Exercise — The records below are to be quoted in full; please keep every word exact.

Raw records —

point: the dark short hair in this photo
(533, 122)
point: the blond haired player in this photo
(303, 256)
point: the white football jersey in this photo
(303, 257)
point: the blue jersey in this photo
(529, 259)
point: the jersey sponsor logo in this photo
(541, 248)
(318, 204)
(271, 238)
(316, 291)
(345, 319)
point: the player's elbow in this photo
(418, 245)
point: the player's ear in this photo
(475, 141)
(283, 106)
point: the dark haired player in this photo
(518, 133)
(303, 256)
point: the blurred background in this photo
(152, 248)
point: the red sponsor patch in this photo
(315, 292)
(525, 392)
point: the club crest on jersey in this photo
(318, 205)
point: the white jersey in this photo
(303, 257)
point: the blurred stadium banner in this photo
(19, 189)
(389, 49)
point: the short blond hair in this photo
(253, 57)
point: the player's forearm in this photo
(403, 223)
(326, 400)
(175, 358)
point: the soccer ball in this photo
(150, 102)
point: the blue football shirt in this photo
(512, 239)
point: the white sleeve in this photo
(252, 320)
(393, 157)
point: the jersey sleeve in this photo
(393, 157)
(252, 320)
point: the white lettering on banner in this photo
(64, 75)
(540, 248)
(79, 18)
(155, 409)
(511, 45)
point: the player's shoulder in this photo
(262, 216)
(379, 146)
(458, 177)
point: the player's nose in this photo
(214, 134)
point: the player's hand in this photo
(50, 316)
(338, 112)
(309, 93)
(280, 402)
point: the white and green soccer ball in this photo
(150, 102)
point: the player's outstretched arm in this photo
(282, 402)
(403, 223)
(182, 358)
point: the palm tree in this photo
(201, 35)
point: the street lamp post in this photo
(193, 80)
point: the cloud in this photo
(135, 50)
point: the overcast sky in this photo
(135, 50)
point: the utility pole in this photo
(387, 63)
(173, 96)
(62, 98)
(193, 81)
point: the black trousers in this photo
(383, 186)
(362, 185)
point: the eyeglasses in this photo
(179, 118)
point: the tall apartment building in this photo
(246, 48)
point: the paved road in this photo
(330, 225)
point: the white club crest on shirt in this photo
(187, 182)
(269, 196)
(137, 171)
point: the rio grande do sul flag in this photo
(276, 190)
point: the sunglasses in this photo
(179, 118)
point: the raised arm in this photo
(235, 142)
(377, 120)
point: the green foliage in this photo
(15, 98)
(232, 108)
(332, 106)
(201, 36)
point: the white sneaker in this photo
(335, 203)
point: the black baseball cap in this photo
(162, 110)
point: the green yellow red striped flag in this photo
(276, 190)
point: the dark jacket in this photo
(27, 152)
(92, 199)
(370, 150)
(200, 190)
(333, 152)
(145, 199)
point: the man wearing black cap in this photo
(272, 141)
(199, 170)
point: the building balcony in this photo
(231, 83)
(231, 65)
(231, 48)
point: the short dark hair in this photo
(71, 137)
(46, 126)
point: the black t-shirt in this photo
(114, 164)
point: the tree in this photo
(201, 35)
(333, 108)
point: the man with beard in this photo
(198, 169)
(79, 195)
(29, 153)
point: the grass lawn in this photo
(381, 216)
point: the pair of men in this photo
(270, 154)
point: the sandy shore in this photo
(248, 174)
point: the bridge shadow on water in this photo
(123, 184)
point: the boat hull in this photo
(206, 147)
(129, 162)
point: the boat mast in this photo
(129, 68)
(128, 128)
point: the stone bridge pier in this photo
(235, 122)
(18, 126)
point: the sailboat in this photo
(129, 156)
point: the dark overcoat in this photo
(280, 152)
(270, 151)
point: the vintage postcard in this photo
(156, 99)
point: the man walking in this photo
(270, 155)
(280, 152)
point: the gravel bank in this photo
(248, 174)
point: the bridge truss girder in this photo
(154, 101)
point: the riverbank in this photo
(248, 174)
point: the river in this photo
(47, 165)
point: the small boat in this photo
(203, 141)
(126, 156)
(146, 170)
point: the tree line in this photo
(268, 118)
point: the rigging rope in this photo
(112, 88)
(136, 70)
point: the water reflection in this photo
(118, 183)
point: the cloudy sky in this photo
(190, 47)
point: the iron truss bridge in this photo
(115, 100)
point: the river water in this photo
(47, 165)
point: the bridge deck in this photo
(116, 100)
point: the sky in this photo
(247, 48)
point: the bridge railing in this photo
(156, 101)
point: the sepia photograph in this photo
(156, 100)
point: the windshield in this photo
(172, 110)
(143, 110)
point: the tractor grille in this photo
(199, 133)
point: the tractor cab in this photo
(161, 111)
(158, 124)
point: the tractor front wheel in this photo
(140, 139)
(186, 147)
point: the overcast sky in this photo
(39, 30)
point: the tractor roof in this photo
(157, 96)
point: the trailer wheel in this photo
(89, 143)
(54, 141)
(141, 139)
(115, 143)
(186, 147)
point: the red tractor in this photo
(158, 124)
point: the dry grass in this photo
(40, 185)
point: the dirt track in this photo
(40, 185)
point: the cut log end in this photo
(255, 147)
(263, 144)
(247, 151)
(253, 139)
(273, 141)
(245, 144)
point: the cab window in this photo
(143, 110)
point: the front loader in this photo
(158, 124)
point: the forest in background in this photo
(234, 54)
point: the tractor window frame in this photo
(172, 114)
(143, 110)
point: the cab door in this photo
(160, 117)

In response —
point: the dark short hair in this photo
(533, 122)
point: the blond haired player in this photo
(303, 256)
point: the white football jersey in this photo
(303, 257)
point: the blue jersey in this photo
(529, 259)
point: the jersey sponsor logo in this photo
(541, 248)
(318, 204)
(271, 238)
(316, 291)
(345, 319)
point: the player's elbow in this photo
(418, 245)
point: the player's ear in this photo
(475, 141)
(283, 106)
point: the dark haired player in this photo
(518, 133)
(303, 256)
point: the blurred background in this photo
(152, 248)
point: the red sponsor patch in this photo
(315, 292)
(525, 392)
point: the club crest on jersey in this photo
(318, 205)
point: the white jersey in this photo
(303, 257)
point: the blurred stadium banner in this photo
(19, 189)
(389, 49)
point: the short blond hair in this photo
(253, 57)
point: the player's forearm in this photo
(403, 223)
(326, 400)
(175, 358)
point: the soccer ball in this photo
(150, 102)
point: the blue football shirt in this photo
(512, 239)
point: the white sleeve in this photo
(252, 320)
(393, 157)
point: the jersey sleeve in this photo
(393, 157)
(252, 320)
point: the white lettering on banner in this photo
(64, 75)
(540, 248)
(79, 18)
(155, 409)
(511, 45)
point: the player's shoulder in this photo
(262, 216)
(379, 146)
(458, 177)
point: the player's nose in this photo
(214, 134)
point: the player's hand in this photo
(50, 316)
(338, 112)
(309, 93)
(280, 402)
point: the white and green soccer ball in this photo
(150, 102)
point: the player's outstretched arm in this photo
(282, 402)
(403, 223)
(182, 358)
point: the palm tree in this photo
(201, 35)
point: the street lamp post in this photo
(193, 80)
point: the cloud in this photo
(135, 50)
point: the overcast sky in this photo
(135, 50)
point: the utility pole in this photo
(387, 63)
(173, 96)
(62, 98)
(193, 81)
point: the black trousers in this photo
(383, 186)
(362, 185)
point: the eyeglasses in this photo
(179, 118)
point: the tall apartment building in this photo
(246, 48)
point: the paved road in this photo
(330, 225)
point: the white club crest on shirt in this photo
(187, 182)
(269, 196)
(137, 171)
point: the rio grande do sul flag in this photo
(276, 190)
point: the sunglasses in this photo
(179, 118)
point: the raised arm in this photo
(235, 142)
(377, 120)
point: the green foliage in this photo
(15, 98)
(232, 108)
(332, 106)
(201, 36)
point: the white sneaker in this photo
(335, 203)
point: the black baseball cap in this photo
(162, 110)
point: the green yellow red striped flag in this photo
(276, 190)
point: the dark jacket in this photo
(27, 152)
(92, 199)
(370, 150)
(200, 190)
(333, 152)
(145, 199)
point: the man wearing black cap in this photo
(272, 141)
(199, 170)
point: the building balcony in this photo
(231, 83)
(231, 65)
(231, 48)
point: the short dark hair in this photo
(71, 137)
(46, 126)
point: the black t-shirt in this photo
(114, 164)
point: the tree in this photo
(201, 35)
(333, 108)
point: the man with beard in this photo
(198, 169)
(79, 195)
(29, 153)
point: the grass lawn in this photo
(381, 216)
point: the pair of men in this photo
(270, 154)
point: the sandy shore in this photo
(248, 174)
point: the bridge shadow on water in this photo
(123, 184)
point: the boat hull in this photo
(206, 147)
(129, 162)
point: the boat mast in this photo
(129, 68)
(128, 128)
point: the stone bridge pier in this photo
(235, 122)
(18, 126)
point: the sailboat in this photo
(129, 156)
point: the dark overcoat in this photo
(280, 152)
(270, 151)
point: the vintage postcard in this photo
(156, 99)
point: the man walking in this photo
(270, 155)
(280, 152)
point: the gravel bank in this photo
(248, 174)
point: the bridge truss girder in this photo
(154, 101)
point: the riverbank in this photo
(248, 174)
point: the river in this photo
(47, 165)
point: the small boat in this photo
(203, 141)
(126, 156)
(146, 170)
point: the tree line in this photo
(268, 118)
point: the rigging rope in this photo
(112, 88)
(136, 70)
point: the water reflection in this photo
(118, 183)
point: the cloudy sky in this photo
(190, 47)
point: the iron truss bridge in this photo
(115, 100)
point: the river water in this photo
(47, 165)
point: the bridge deck in this photo
(116, 100)
point: the sky in this photo
(247, 48)
point: the bridge railing in this photo
(156, 101)
point: the sepia photograph in this photo
(156, 100)
point: the windshield in this photo
(172, 110)
(143, 110)
point: the tractor grille in this photo
(199, 133)
point: the tractor cab in this photo
(161, 111)
(158, 124)
point: the tractor front wheel in this photo
(140, 139)
(186, 147)
point: the overcast sky in this photo
(39, 30)
point: the tractor roof in this photo
(157, 96)
point: the trailer wheel in this photo
(89, 143)
(54, 141)
(141, 139)
(115, 143)
(186, 147)
point: the red tractor in this photo
(158, 124)
point: the dry grass in this photo
(40, 185)
point: the dirt track in this photo
(40, 185)
point: the cut log end in this photo
(255, 147)
(263, 144)
(247, 151)
(253, 139)
(273, 141)
(245, 144)
point: the cab window in this photo
(143, 110)
point: the front loader in this photo
(158, 124)
point: the forest in background in this photo
(234, 54)
point: the tractor window frame in this photo
(172, 114)
(143, 110)
point: the cab door in this photo
(160, 117)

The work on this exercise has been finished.